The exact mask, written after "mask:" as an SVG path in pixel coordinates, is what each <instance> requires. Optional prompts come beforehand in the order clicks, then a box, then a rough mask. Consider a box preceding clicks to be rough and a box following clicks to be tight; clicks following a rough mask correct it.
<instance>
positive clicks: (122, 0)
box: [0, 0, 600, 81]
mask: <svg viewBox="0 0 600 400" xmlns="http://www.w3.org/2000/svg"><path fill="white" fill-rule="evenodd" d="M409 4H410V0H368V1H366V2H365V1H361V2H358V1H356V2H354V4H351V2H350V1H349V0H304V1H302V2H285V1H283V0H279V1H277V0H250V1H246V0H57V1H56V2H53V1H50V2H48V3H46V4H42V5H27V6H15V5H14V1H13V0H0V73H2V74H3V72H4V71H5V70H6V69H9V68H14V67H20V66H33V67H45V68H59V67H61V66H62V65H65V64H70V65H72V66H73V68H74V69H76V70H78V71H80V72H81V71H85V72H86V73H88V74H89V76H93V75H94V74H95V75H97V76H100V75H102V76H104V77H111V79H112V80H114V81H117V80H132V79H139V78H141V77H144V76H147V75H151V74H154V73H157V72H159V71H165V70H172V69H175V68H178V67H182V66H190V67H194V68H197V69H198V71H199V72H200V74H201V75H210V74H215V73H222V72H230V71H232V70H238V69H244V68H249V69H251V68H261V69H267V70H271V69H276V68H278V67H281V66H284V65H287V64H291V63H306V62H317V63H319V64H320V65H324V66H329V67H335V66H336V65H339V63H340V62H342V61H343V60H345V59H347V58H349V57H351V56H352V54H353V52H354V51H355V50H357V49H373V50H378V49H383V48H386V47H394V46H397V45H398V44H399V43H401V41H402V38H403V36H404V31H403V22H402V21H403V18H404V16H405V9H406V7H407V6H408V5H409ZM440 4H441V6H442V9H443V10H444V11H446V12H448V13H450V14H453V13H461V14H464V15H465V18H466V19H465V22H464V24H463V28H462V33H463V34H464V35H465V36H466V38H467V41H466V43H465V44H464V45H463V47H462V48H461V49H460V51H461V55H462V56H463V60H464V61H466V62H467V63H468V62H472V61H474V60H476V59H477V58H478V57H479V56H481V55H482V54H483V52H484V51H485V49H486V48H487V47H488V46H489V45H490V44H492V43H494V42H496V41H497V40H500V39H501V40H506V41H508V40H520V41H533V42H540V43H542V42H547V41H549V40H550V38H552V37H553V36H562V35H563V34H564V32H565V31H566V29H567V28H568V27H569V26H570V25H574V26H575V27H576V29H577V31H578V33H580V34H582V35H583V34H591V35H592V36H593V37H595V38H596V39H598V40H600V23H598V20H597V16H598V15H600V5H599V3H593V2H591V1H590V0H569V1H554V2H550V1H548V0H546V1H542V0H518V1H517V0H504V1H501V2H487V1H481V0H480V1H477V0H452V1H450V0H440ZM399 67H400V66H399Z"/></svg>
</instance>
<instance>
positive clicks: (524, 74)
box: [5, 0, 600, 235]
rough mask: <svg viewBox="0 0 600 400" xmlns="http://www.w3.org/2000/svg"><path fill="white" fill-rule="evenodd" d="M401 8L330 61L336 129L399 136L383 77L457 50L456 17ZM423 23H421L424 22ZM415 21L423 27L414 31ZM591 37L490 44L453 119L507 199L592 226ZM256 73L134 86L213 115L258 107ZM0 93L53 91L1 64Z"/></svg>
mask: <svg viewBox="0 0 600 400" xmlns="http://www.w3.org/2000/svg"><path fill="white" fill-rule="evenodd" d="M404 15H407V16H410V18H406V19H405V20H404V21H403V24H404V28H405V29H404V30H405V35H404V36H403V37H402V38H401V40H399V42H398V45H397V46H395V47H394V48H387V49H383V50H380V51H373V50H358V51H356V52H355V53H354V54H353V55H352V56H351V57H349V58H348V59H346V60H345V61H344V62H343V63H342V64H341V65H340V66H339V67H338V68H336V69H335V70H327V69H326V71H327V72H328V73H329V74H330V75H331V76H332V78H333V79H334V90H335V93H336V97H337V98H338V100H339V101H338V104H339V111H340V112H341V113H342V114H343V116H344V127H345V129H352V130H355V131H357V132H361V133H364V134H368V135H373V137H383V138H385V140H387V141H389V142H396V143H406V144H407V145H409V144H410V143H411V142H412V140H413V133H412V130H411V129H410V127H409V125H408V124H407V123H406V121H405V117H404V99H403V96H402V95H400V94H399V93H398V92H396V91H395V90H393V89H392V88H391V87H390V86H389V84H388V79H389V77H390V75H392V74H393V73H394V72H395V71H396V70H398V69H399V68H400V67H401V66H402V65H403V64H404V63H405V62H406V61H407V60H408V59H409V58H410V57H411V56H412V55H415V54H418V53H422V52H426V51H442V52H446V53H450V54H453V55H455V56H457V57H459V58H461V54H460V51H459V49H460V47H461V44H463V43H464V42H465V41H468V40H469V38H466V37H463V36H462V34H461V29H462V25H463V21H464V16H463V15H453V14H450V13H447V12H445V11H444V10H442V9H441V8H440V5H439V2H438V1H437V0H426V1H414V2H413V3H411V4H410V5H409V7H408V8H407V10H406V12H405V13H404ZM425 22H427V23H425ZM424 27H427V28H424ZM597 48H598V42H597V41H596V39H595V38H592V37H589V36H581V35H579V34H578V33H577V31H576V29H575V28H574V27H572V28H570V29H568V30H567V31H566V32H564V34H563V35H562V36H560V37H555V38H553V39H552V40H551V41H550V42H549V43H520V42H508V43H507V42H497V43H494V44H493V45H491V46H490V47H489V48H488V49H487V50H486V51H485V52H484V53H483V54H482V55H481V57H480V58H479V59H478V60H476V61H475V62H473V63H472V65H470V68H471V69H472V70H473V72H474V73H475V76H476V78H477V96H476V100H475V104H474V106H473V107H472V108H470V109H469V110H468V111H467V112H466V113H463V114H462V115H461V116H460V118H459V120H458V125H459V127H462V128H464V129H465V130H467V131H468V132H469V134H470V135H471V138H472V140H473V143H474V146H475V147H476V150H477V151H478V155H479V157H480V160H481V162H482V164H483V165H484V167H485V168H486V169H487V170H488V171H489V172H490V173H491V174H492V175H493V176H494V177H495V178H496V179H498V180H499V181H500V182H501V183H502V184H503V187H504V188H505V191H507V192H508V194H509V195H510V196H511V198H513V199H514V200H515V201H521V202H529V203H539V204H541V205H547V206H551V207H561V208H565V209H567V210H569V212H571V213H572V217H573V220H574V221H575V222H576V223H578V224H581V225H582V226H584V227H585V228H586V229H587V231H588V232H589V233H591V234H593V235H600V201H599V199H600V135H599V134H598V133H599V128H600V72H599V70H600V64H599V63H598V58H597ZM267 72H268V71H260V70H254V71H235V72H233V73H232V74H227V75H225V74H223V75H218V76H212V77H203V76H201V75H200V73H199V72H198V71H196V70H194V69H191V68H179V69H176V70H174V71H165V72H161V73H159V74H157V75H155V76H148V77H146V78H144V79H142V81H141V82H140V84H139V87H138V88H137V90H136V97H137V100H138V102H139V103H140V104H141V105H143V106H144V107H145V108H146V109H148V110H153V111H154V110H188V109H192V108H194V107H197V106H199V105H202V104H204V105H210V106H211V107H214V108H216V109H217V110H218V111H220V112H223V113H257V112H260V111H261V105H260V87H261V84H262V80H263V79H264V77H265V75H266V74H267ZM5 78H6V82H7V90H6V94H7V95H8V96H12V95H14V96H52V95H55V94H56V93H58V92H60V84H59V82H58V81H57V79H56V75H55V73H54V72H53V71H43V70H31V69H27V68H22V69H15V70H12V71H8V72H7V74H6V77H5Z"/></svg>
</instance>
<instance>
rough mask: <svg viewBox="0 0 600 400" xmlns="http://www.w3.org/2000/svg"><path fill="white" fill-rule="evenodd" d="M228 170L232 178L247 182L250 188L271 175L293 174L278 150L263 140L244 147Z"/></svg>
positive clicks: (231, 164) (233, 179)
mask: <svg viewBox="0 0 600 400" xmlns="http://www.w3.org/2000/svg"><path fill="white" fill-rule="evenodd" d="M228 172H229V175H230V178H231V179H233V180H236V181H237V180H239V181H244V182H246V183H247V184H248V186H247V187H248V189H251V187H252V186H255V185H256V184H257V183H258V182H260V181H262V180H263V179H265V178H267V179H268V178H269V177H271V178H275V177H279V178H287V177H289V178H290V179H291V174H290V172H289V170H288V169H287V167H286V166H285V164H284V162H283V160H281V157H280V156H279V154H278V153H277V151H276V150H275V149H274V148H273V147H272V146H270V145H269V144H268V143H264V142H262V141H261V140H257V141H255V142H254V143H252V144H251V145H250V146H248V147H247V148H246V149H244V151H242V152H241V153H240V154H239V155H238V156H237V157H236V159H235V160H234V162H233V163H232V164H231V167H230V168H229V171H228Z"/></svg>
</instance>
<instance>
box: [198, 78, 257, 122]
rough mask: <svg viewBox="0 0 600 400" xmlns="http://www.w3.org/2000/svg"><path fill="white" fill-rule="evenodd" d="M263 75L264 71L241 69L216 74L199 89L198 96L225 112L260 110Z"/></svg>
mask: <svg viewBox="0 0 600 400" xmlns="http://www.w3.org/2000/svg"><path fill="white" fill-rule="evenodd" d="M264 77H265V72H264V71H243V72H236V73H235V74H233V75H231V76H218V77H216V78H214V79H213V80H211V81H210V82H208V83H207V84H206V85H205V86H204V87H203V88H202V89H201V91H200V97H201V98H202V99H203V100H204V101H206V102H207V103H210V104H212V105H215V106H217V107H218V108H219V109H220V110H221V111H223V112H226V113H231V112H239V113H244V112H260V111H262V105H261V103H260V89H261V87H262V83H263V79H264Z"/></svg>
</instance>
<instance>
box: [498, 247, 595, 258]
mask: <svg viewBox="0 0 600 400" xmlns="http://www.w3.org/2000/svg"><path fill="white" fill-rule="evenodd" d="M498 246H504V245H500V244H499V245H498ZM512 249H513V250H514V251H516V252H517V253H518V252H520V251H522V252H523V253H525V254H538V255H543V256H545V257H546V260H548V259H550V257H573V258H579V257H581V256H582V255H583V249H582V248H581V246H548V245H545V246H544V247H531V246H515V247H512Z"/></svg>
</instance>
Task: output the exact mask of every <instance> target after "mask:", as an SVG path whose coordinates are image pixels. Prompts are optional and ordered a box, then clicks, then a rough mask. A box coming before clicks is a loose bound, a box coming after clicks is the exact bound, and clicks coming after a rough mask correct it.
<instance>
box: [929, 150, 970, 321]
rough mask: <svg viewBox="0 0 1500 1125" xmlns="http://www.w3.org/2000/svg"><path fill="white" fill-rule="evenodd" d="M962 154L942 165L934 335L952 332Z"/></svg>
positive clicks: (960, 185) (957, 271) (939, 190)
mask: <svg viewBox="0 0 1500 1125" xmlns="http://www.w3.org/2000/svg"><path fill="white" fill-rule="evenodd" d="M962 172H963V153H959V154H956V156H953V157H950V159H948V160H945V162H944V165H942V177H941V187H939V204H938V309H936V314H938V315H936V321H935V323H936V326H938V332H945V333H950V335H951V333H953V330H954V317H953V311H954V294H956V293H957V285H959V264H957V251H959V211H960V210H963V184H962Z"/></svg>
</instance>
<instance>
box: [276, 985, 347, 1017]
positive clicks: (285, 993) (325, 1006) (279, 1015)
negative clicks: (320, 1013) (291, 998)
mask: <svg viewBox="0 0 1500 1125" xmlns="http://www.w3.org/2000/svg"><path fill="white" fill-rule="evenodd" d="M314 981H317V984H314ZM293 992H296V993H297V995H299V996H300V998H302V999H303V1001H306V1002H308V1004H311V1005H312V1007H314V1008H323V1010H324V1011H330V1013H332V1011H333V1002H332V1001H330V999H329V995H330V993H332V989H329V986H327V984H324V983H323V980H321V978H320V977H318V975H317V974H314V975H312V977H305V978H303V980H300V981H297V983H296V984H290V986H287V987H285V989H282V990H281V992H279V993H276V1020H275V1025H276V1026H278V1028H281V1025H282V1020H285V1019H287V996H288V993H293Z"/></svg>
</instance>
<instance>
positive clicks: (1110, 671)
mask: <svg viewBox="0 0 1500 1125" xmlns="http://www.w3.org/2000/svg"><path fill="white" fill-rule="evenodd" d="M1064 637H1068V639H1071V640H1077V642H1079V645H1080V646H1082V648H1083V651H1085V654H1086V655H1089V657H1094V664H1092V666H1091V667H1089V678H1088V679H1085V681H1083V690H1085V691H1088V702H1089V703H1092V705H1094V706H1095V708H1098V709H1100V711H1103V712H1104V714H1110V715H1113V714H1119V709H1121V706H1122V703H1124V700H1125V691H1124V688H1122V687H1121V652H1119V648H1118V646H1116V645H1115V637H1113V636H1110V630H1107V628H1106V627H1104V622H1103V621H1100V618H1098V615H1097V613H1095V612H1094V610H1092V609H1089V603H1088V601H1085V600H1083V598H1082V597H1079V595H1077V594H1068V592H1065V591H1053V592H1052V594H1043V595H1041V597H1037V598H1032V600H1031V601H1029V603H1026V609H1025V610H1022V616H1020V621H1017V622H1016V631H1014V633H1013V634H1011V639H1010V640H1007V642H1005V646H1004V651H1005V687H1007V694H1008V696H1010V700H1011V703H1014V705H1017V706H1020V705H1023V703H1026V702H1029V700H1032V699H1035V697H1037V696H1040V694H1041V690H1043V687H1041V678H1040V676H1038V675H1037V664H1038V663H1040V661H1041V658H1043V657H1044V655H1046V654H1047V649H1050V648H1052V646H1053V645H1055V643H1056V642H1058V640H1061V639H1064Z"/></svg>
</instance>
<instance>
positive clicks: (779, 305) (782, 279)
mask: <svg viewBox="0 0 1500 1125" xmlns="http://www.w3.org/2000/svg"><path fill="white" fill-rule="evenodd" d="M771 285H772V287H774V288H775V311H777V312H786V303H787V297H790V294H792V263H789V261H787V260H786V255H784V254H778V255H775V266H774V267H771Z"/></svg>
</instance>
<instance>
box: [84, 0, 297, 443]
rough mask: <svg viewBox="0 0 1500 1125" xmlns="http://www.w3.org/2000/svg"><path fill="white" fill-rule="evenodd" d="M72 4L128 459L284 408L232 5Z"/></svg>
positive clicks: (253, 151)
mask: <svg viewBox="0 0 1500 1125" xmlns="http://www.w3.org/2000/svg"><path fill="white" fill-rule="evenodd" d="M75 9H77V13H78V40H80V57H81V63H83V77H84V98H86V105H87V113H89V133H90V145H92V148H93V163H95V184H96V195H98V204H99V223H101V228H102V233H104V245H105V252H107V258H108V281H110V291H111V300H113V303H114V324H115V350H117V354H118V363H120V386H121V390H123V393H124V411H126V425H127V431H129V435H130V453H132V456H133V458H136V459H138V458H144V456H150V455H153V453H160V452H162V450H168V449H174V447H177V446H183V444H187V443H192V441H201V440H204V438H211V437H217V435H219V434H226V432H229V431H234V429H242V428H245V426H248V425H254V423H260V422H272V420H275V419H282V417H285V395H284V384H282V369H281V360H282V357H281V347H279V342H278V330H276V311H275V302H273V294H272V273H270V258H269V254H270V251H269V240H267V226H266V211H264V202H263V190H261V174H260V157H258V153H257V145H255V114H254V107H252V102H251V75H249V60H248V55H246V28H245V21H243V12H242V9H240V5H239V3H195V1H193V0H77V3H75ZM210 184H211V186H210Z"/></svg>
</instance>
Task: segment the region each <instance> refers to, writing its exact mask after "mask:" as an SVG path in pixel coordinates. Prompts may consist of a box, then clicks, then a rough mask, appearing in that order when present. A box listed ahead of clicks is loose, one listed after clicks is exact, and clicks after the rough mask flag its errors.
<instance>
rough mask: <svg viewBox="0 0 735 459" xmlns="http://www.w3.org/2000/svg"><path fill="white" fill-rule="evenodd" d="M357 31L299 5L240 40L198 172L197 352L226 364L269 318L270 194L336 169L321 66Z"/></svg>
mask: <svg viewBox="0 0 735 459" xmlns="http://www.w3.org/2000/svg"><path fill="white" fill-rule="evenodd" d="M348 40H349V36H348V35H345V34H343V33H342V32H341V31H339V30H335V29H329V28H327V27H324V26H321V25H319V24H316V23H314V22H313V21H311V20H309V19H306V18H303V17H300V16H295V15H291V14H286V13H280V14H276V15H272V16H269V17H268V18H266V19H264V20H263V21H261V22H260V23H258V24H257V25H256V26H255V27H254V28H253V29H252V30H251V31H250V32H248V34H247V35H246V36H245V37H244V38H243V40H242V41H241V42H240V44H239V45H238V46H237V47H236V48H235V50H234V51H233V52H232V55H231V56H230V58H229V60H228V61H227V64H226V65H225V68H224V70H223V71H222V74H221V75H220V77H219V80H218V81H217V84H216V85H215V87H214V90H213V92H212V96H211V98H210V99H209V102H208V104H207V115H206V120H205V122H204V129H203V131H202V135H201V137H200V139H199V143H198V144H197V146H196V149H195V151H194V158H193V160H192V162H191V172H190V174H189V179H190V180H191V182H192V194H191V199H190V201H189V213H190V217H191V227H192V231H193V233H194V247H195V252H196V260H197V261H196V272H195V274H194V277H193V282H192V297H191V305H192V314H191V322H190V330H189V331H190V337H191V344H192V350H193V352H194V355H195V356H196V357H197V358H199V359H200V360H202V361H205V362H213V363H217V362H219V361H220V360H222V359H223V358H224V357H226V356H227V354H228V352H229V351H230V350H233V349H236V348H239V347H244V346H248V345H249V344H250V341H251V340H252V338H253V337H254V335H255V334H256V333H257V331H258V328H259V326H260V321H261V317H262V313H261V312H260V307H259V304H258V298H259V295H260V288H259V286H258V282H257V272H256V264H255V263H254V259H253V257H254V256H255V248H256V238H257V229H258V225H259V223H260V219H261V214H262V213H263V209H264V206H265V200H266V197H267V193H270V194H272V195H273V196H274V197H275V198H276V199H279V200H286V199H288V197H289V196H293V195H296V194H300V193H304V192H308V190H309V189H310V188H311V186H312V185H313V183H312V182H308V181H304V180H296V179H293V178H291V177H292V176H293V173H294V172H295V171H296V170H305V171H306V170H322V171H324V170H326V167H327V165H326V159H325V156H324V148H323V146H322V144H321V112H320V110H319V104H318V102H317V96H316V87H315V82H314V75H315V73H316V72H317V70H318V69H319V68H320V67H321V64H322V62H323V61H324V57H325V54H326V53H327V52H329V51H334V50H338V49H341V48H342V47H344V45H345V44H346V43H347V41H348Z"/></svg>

EXERCISE PROMPT: Please restate only the opening stretch of the records above: every line from the first through the one containing "positive clicks: (122, 0)", exactly as written.

ANSWER BOX:
The exact mask, written after "mask:" as an SVG path in pixel coordinates, is what each <instance> requires. Optional prompts come beforehand in the order clicks, then a box, then a rough mask. Consider a box preceding clicks to be rough and a box following clicks to be tight; clicks following a rough mask correct it.
<instance>
positive clicks: (122, 0)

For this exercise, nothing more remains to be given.